EXERCISE DATA:
______
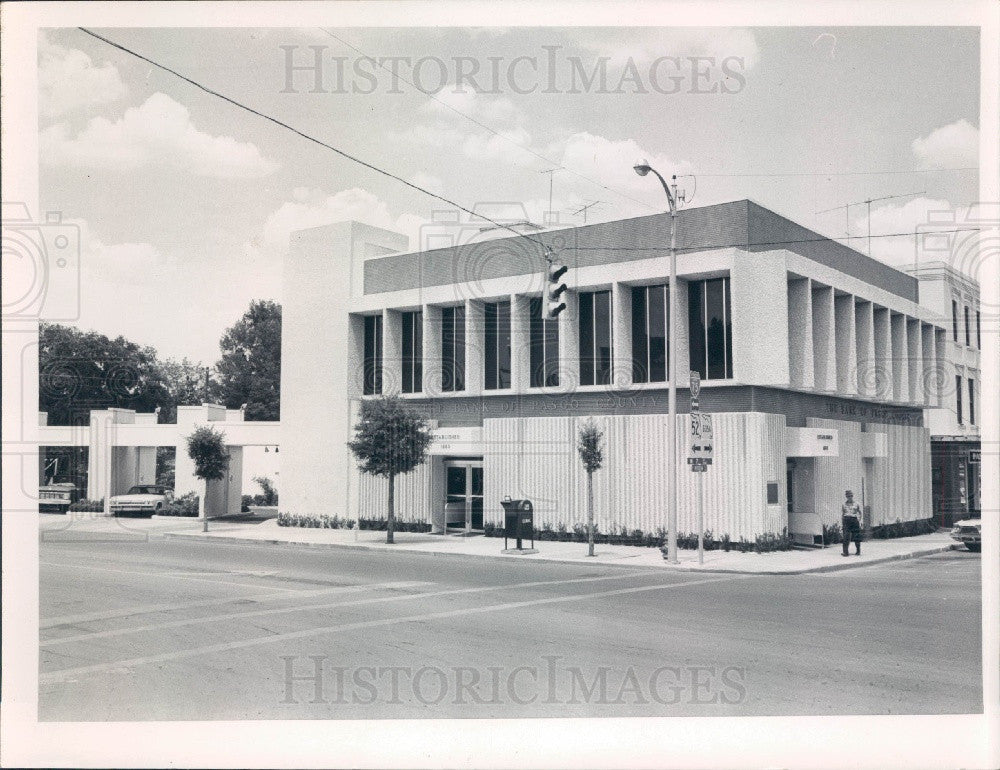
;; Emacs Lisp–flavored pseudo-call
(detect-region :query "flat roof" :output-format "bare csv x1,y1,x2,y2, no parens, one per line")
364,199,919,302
______
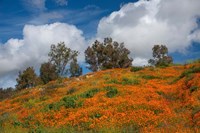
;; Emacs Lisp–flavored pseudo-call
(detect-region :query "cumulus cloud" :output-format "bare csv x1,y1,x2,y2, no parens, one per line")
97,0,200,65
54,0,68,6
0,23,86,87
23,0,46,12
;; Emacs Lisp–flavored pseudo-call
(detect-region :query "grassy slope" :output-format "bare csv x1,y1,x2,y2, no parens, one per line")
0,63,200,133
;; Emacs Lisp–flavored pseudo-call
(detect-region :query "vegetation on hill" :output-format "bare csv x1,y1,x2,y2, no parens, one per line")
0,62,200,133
______
PROBLEM STATEMENT:
Which of the lines above contain the string "output"? Copy each of them out, matching case exactly.

RESPONSE FOR THIS EXERCISE:
(detect-region :query "flat roof" :output-format "bare csv x1,y1,x2,y2, no parens, one per line")
(detect-region :query "cumulus cloud" :output-format "bare csv x1,y1,x2,y2, no parens, one per line")
(detect-region :query "grassy slope" :output-format "bare csv x1,y1,x2,y2, no parens, one per line")
(detect-region :query "vegetation on hill" :output-format "bare csv x1,y1,x2,y2, no parens, one per line")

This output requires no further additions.